**Instructions to follow**
Starting from the line containing "instance of the sky", give again every line through the end of the entries, word for word. Pictures stay out of the copy.

**Entries shown**
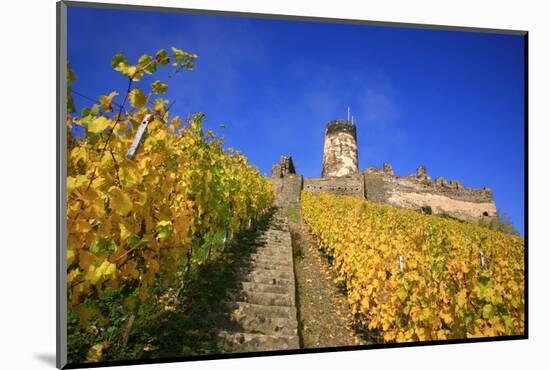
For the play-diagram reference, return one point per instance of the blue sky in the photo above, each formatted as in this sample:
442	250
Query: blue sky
453	101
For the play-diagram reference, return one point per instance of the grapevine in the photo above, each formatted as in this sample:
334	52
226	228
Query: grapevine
416	277
134	224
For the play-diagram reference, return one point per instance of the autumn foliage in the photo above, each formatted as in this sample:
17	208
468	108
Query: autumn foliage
135	224
415	277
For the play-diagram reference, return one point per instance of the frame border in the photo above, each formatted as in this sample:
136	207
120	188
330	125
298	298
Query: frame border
61	195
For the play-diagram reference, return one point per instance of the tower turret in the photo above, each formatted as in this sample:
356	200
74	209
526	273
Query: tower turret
340	152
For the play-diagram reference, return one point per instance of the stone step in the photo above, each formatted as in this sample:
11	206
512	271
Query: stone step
268	299
271	259
257	323
281	254
267	288
248	342
269	266
269	274
263	279
251	309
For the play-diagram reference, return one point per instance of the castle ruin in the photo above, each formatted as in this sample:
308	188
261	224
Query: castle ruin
340	175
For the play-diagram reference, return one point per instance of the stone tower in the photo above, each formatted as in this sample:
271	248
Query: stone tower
340	152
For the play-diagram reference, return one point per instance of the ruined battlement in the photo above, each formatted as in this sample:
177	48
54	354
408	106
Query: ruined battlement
341	176
341	125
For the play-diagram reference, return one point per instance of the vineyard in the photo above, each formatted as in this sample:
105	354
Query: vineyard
138	225
415	277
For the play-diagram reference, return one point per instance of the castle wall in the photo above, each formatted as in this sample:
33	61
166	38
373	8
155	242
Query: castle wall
287	190
340	150
416	192
349	185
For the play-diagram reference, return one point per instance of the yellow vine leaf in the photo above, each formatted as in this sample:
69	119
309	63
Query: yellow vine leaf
107	100
121	203
137	98
99	124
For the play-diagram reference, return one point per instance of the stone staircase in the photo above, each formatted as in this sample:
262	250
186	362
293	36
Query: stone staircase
261	312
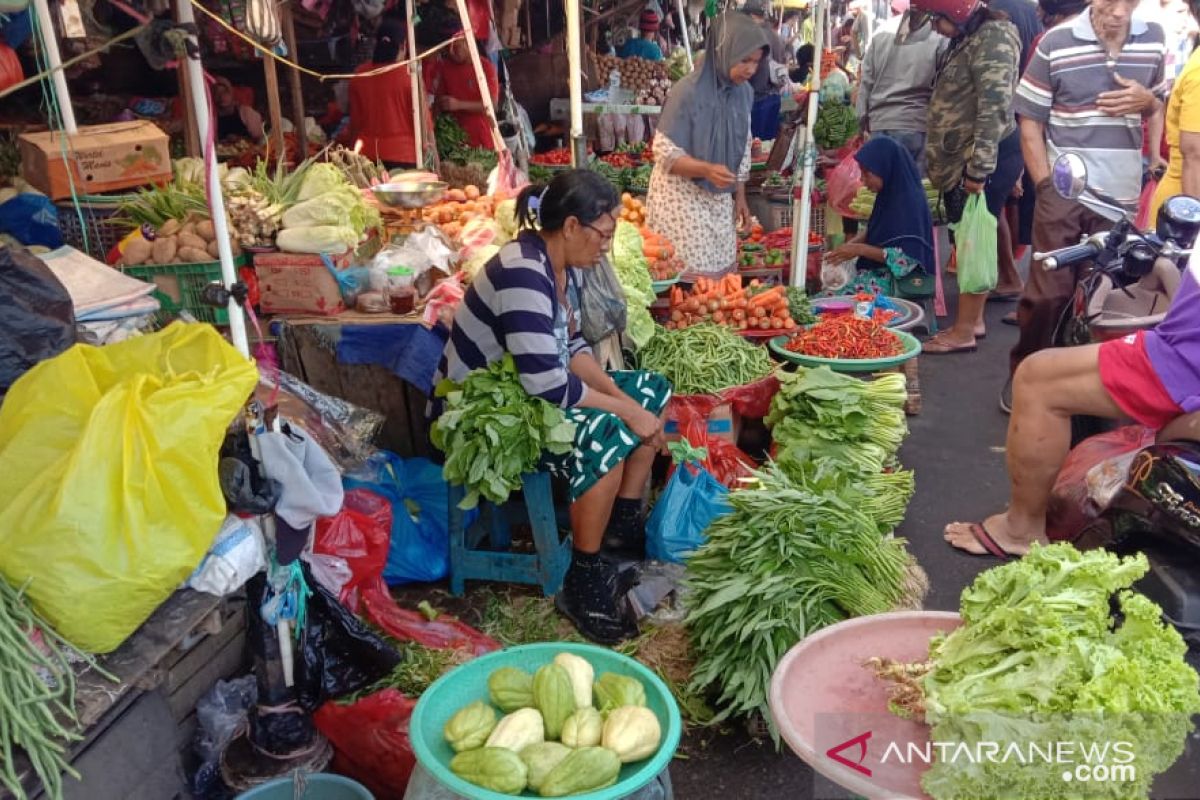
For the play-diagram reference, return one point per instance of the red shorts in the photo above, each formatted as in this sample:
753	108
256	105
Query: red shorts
1133	384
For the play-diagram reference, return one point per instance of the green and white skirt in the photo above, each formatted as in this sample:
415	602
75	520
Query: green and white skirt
601	439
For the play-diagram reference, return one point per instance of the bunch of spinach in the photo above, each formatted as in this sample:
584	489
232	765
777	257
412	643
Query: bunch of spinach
492	432
801	549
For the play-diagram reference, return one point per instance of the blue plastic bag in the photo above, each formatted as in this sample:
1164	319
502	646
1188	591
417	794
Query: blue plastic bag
31	220
420	515
690	503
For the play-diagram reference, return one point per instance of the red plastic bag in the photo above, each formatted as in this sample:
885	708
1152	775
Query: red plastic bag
361	534
1144	202
371	741
843	185
1071	505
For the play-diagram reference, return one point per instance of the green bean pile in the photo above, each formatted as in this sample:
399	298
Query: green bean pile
36	696
705	359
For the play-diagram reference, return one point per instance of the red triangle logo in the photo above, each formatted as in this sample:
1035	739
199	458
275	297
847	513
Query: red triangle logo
861	740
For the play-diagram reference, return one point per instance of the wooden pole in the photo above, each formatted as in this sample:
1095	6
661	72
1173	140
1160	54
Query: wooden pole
275	112
414	73
191	131
289	40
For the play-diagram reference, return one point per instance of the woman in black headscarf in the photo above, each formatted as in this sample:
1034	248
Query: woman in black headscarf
702	149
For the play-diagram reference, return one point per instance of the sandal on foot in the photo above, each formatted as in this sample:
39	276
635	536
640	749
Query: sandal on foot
990	545
937	346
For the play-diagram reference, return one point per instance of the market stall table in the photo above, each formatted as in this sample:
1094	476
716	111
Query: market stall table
378	361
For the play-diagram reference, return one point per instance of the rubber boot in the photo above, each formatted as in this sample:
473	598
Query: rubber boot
625	535
587	600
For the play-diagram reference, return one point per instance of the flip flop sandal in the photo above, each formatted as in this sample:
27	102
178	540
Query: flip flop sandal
989	543
946	349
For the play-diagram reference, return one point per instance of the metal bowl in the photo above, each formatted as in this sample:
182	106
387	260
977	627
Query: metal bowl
409	194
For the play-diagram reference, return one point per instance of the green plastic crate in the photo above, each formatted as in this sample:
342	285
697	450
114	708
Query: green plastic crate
179	287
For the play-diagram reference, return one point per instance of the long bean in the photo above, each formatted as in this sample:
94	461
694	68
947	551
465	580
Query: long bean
705	359
37	689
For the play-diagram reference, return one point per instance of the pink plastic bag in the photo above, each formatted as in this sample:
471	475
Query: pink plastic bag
843	185
1144	202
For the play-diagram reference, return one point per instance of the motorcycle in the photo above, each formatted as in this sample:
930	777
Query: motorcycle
1133	275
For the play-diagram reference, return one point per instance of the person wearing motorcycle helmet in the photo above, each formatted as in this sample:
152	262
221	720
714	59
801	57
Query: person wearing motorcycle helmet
972	144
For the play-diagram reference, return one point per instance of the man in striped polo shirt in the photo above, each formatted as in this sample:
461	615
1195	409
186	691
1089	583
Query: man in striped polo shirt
1086	89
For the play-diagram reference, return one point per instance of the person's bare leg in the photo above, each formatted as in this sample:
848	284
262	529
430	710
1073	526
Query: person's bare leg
963	332
637	473
1009	278
589	513
1050	386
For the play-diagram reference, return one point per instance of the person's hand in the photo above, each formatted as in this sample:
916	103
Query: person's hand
1131	98
1157	167
844	252
646	426
972	187
744	218
719	175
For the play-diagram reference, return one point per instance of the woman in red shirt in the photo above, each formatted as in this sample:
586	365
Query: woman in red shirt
382	106
457	89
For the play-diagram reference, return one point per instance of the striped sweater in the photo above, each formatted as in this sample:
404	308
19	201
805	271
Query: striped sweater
513	307
1068	71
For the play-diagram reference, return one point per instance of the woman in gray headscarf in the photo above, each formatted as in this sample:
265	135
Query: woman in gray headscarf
702	150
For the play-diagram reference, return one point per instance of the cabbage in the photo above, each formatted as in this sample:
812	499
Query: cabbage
317	239
322	178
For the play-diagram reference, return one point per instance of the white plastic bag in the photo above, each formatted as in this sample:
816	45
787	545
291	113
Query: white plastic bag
234	558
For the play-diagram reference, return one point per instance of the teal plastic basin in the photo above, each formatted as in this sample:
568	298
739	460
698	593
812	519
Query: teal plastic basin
318	786
468	683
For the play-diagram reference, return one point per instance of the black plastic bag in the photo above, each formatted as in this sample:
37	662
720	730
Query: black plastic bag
339	655
36	314
603	304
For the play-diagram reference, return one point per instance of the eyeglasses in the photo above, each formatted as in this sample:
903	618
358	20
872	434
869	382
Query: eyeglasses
605	238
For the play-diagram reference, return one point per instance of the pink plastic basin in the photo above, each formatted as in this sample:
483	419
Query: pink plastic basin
825	699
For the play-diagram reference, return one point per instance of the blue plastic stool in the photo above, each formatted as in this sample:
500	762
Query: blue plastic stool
545	567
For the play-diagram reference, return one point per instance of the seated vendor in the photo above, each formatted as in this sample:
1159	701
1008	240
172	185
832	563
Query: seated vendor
526	301
234	119
1152	377
453	79
645	46
899	235
382	104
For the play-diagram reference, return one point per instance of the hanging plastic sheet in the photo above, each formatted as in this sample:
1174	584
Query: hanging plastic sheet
111	497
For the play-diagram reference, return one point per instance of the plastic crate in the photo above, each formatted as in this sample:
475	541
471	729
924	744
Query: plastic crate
179	287
103	230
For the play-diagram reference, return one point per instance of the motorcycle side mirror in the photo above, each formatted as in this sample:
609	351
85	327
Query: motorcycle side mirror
1069	178
1069	175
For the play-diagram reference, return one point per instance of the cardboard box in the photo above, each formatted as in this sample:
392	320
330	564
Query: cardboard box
295	283
724	423
101	158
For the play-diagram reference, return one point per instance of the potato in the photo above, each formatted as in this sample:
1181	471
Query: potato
193	254
137	252
163	250
192	240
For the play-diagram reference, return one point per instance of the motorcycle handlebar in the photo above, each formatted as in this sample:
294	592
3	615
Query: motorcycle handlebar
1067	256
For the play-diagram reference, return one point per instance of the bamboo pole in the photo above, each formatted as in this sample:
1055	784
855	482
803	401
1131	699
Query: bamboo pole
297	90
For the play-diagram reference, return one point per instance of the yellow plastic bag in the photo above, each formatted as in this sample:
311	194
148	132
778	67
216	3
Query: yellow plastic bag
109	495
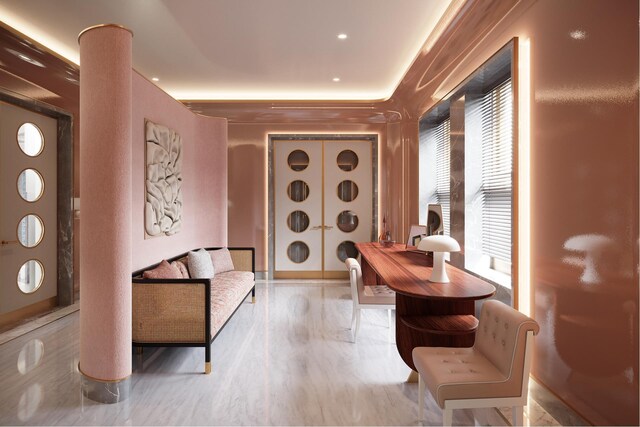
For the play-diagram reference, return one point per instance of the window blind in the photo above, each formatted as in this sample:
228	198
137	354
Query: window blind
443	170
497	165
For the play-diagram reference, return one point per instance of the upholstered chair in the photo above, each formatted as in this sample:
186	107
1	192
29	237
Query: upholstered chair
379	297
492	373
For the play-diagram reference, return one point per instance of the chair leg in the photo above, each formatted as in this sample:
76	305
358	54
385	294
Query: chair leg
517	415
420	398
447	417
358	314
353	316
207	359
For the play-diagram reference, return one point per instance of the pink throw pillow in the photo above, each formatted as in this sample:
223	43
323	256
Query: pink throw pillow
163	271
182	267
222	261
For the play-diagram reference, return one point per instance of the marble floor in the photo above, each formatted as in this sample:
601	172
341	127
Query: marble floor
289	359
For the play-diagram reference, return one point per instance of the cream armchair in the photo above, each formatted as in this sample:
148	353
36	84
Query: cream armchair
494	372
364	297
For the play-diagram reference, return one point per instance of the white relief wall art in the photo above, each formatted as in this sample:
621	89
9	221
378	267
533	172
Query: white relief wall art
163	181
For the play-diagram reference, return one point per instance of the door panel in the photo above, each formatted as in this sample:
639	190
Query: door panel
348	201
28	212
298	208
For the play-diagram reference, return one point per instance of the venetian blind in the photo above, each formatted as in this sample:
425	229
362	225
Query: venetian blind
497	161
443	171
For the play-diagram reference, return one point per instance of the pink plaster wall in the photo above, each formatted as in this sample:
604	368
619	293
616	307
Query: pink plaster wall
204	172
105	229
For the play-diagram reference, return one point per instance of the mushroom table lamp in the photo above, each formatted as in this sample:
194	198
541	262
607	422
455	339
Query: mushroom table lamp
439	245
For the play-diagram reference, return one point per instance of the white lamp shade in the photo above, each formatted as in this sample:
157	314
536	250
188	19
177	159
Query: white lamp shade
439	244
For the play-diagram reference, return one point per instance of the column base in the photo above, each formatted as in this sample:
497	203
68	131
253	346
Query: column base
105	391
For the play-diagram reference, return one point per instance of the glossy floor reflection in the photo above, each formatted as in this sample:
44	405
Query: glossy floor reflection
286	360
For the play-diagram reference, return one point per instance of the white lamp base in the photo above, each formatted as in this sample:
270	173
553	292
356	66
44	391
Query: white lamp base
439	274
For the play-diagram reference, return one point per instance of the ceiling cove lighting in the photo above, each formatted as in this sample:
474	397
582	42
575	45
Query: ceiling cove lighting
22	25
25	58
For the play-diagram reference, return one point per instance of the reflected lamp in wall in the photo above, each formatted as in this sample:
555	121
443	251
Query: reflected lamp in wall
439	245
435	225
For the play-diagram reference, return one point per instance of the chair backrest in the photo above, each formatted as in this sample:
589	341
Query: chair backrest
502	338
355	277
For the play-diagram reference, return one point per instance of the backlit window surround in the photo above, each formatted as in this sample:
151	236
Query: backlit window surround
435	180
471	175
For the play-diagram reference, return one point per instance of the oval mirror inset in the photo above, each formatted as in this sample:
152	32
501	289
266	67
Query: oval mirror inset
30	139
30	185
347	160
347	221
346	249
298	252
298	191
347	191
298	160
30	231
30	276
298	221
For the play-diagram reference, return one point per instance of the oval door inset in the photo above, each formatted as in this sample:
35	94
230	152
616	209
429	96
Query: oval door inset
30	139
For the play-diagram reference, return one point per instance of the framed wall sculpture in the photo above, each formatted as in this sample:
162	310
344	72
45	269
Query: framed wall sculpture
163	181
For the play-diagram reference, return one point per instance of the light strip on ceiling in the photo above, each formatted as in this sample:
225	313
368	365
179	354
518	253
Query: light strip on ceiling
36	34
325	107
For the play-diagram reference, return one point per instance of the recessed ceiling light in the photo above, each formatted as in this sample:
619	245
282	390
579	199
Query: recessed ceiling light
578	34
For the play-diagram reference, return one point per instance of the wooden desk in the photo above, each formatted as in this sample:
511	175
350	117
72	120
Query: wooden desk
427	314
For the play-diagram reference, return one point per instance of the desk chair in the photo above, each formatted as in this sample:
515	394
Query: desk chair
494	372
380	297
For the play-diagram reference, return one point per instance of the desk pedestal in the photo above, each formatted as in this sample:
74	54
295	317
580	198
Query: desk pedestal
427	322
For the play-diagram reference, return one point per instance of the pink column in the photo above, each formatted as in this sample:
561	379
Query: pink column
105	222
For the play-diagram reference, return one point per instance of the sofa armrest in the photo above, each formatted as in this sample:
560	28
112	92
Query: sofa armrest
244	259
171	310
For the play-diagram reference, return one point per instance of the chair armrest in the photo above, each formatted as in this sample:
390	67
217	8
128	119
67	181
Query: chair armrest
171	310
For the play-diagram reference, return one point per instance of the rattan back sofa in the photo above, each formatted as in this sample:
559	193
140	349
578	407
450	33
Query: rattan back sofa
190	312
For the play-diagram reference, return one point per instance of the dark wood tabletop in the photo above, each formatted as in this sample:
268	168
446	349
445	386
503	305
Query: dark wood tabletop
408	273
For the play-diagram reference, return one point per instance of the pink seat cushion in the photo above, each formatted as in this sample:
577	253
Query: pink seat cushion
222	261
163	271
228	290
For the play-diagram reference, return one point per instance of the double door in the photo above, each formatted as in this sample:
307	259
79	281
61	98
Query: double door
323	205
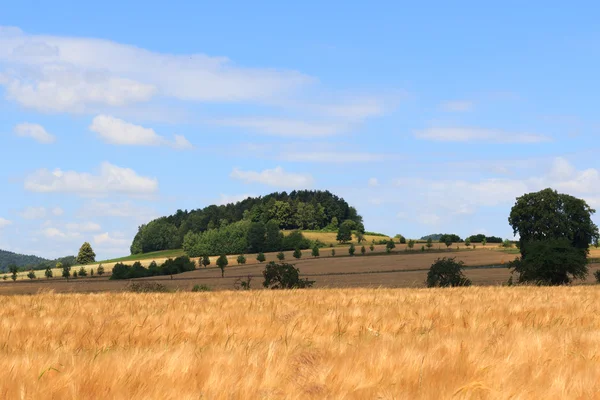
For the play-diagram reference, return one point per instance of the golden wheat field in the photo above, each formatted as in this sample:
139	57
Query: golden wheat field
466	343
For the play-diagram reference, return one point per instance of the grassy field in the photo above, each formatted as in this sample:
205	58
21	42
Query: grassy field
467	343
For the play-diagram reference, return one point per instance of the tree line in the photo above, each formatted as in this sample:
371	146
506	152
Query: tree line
304	209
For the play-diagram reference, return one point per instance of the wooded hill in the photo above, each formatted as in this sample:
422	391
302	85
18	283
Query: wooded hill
25	262
304	209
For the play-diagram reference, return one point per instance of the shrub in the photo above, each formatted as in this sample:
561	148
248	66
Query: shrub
222	262
201	288
446	272
284	276
316	251
147	287
551	262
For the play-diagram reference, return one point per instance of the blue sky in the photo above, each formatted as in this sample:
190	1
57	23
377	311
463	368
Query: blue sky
427	118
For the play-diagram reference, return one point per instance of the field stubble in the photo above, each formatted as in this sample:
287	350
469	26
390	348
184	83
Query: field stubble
478	342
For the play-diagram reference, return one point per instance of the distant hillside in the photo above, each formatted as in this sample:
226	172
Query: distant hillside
304	209
27	261
433	236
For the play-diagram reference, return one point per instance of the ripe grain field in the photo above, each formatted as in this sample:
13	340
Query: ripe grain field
469	343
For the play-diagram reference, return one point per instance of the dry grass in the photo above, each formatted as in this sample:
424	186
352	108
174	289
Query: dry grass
520	343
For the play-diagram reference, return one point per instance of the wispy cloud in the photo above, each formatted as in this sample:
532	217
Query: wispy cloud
118	132
111	179
274	177
34	131
478	135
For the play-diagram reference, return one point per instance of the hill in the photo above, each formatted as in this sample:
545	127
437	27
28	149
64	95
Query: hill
304	209
25	262
20	260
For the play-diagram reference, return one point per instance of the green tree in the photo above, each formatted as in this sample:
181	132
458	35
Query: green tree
284	276
13	270
429	243
446	272
257	237
66	270
86	254
551	262
555	232
316	251
345	232
360	237
390	245
222	262
549	215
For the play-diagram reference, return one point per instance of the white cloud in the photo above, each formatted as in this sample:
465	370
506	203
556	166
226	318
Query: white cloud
111	179
457	106
116	131
333	157
34	131
286	127
58	73
228	199
125	209
274	177
84	227
33	213
117	239
478	135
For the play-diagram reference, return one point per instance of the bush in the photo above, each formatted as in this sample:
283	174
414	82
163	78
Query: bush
147	287
284	276
201	288
551	262
445	272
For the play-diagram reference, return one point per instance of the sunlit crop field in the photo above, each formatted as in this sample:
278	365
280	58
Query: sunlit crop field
478	342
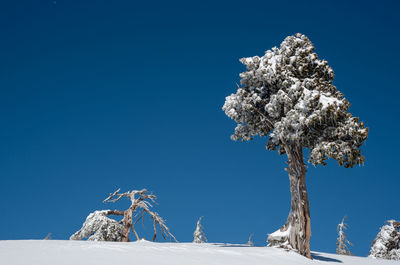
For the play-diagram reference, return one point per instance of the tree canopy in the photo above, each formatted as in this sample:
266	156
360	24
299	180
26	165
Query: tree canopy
288	95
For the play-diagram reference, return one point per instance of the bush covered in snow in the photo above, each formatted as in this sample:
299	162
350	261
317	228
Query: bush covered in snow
386	245
342	242
199	235
98	227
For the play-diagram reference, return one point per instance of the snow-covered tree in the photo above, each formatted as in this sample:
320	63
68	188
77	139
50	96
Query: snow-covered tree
387	242
288	95
98	227
250	242
342	242
198	234
140	205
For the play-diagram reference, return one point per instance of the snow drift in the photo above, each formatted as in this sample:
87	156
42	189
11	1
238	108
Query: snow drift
60	252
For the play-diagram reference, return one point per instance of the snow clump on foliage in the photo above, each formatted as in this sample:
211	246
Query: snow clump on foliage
387	243
98	227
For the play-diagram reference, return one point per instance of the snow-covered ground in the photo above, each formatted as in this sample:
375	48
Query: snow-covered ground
57	252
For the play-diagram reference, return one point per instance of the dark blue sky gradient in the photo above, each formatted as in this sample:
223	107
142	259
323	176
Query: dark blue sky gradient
96	95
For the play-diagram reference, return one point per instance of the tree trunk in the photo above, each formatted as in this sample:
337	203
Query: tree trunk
296	233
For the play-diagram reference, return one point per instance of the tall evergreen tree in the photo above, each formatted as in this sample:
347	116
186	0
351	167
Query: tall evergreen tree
288	95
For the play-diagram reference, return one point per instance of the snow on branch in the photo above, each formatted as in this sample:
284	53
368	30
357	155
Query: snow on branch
140	201
342	242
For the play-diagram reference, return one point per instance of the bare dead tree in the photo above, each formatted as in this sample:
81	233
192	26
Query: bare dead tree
140	205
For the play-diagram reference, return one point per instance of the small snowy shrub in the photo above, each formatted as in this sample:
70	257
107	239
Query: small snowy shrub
98	227
199	235
342	242
386	245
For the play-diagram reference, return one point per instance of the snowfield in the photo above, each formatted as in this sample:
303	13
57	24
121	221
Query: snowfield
57	252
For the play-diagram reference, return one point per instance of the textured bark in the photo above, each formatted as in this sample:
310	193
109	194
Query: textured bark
297	229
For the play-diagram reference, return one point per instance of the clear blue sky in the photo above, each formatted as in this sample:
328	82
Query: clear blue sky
96	95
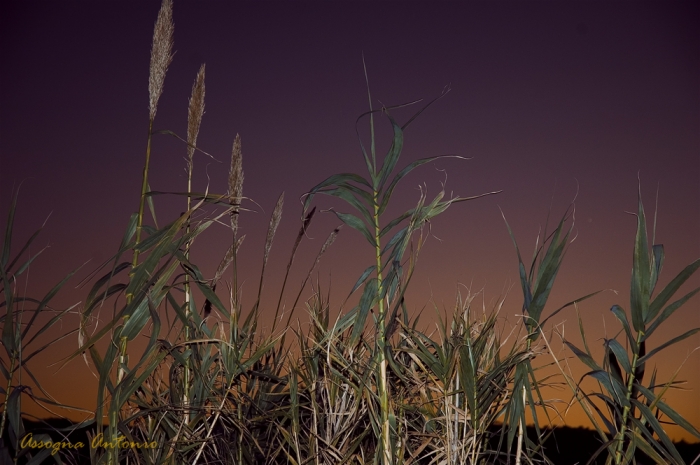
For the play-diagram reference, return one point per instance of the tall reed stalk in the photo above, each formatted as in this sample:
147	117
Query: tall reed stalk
194	120
161	56
370	198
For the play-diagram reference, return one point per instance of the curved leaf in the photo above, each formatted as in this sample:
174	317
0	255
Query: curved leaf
356	223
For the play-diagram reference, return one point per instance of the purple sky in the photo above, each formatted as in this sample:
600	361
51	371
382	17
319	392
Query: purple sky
548	98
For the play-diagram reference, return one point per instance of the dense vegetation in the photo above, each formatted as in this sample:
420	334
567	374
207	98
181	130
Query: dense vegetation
366	387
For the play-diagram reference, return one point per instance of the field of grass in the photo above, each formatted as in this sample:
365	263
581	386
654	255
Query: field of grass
366	387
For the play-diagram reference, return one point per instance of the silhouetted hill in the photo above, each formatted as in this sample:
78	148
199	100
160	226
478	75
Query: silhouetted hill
565	446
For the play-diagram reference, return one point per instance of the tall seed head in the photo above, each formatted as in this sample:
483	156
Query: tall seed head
235	182
194	114
161	55
272	228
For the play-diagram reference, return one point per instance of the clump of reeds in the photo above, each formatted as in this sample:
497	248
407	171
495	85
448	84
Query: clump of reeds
212	388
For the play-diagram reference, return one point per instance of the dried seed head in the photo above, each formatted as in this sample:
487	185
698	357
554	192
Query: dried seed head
194	115
235	182
272	229
161	55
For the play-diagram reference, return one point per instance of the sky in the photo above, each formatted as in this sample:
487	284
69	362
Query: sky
553	102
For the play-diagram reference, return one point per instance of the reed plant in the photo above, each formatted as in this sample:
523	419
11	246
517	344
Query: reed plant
370	196
22	341
628	412
211	386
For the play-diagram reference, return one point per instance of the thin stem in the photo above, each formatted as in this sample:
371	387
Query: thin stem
620	437
383	387
7	394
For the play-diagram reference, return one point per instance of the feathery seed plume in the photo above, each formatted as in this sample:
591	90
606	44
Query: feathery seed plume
194	114
161	55
235	182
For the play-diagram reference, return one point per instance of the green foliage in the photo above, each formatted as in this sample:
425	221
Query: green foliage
627	412
213	388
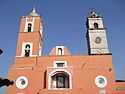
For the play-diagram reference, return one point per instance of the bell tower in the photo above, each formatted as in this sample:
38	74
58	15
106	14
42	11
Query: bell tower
30	37
96	34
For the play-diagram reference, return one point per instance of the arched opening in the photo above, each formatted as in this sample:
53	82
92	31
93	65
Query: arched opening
27	50
29	27
59	51
60	79
96	25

**Completed exercise**
For the play-diagram reference, return one point per instance of the sky in the photo above, each formatted as in this sample:
487	284
69	362
Query: sky
553	102
For the play-diagram reference, return one point per instance of the reed plant in the photo above, each formatted as in this sample:
523	419
11	246
517	344
Query: reed plant
370	196
22	341
628	412
211	386
For the play-diagram reference, return one point per instance of the thin stem in the photo above, each formatted as in this sample:
371	387
Query: thin stem
620	437
383	387
7	394
For the play-diagram reference, return one point per instance of the feathery seed plume in the photo above, each formatted as in this sample:
591	90
606	44
Query: feathery seed plume
194	114
161	55
235	182
For the play-diagram reference, return one point per instance of the green foliage in the photo above, each formatted as in this sample:
425	221
Query: green foliage
627	412
213	388
For the play-diagram reference, return one point per instance of the bell tower in the photo above, each formatted as in this sample:
38	74
58	15
106	14
42	11
Query: bell tower
30	37
96	34
For the play-diagram reference, return one point per instance of the arched opening in the photo above, each formatted as in this sample:
53	82
92	31
93	65
Query: arched opening
27	50
29	27
59	51
60	79
96	25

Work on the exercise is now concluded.